--- WORK ORDER ---
Every line of the entries with the word "Provide" in it should be shown.

--- DATASET RECORDS ---
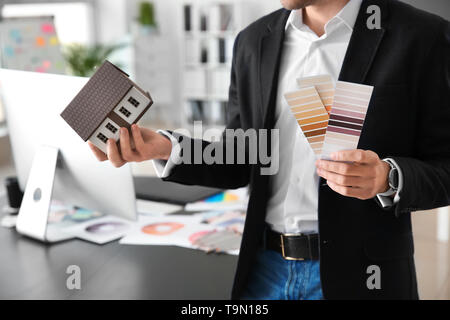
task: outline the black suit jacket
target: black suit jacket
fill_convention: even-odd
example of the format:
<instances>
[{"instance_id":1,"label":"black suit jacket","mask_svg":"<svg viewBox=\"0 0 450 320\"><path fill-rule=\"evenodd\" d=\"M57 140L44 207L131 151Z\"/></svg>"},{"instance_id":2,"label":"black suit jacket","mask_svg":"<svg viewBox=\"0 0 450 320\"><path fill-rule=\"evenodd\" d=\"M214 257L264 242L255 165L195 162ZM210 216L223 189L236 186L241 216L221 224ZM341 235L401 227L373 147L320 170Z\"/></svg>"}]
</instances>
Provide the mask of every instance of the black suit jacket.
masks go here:
<instances>
[{"instance_id":1,"label":"black suit jacket","mask_svg":"<svg viewBox=\"0 0 450 320\"><path fill-rule=\"evenodd\" d=\"M366 27L371 4L381 9L381 29ZM228 128L273 128L288 16L289 11L278 10L237 37ZM418 298L410 212L450 202L449 43L449 23L437 16L395 0L363 1L339 79L375 87L358 148L394 158L404 186L400 202L383 210L373 199L341 196L321 181L320 269L327 299ZM167 178L222 188L249 184L232 298L239 298L245 288L263 234L270 180L260 175L260 168L260 164L181 164ZM379 290L367 287L370 265L380 267Z\"/></svg>"}]
</instances>

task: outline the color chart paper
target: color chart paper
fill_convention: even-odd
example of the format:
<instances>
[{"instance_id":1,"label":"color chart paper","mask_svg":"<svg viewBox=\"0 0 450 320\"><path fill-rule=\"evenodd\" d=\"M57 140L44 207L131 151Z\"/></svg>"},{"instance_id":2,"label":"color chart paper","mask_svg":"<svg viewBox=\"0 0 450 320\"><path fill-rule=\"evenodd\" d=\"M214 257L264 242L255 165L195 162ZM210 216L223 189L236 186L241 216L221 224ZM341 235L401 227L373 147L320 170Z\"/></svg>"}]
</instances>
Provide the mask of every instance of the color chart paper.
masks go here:
<instances>
[{"instance_id":1,"label":"color chart paper","mask_svg":"<svg viewBox=\"0 0 450 320\"><path fill-rule=\"evenodd\" d=\"M3 68L58 74L66 71L51 16L3 19L0 47Z\"/></svg>"},{"instance_id":2,"label":"color chart paper","mask_svg":"<svg viewBox=\"0 0 450 320\"><path fill-rule=\"evenodd\" d=\"M301 88L284 97L314 153L320 155L329 115L316 89Z\"/></svg>"},{"instance_id":3,"label":"color chart paper","mask_svg":"<svg viewBox=\"0 0 450 320\"><path fill-rule=\"evenodd\" d=\"M331 111L334 97L333 79L329 74L297 79L299 88L314 87L322 100L328 114Z\"/></svg>"},{"instance_id":4,"label":"color chart paper","mask_svg":"<svg viewBox=\"0 0 450 320\"><path fill-rule=\"evenodd\" d=\"M193 240L215 230L215 227L200 223L200 216L167 215L139 216L135 223L120 240L120 244L131 245L167 245L196 248Z\"/></svg>"},{"instance_id":5,"label":"color chart paper","mask_svg":"<svg viewBox=\"0 0 450 320\"><path fill-rule=\"evenodd\" d=\"M356 149L373 87L338 81L325 135L322 158L335 151Z\"/></svg>"}]
</instances>

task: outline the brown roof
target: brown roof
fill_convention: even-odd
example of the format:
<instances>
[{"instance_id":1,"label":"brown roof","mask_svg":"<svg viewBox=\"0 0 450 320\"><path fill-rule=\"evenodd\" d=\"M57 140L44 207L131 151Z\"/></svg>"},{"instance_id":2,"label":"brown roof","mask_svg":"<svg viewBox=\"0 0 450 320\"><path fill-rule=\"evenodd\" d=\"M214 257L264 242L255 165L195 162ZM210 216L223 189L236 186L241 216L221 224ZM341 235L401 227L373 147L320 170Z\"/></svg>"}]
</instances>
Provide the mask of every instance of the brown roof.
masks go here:
<instances>
[{"instance_id":1,"label":"brown roof","mask_svg":"<svg viewBox=\"0 0 450 320\"><path fill-rule=\"evenodd\" d=\"M61 117L86 141L133 86L126 73L105 61Z\"/></svg>"}]
</instances>

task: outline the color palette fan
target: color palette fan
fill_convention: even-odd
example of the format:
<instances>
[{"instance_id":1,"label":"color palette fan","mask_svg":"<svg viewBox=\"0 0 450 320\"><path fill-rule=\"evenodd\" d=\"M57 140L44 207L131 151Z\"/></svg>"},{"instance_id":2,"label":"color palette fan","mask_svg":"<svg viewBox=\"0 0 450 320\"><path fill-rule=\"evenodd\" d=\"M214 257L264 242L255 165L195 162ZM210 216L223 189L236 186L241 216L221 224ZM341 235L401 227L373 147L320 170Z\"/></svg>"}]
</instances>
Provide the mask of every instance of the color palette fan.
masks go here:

--- RESPONSE ---
Provide the mask of every instance of the black suit jacket.
Provide the mask of every instance of the color chart paper.
Provide the mask of every instance of the brown roof.
Provide the mask of every instance of the color palette fan.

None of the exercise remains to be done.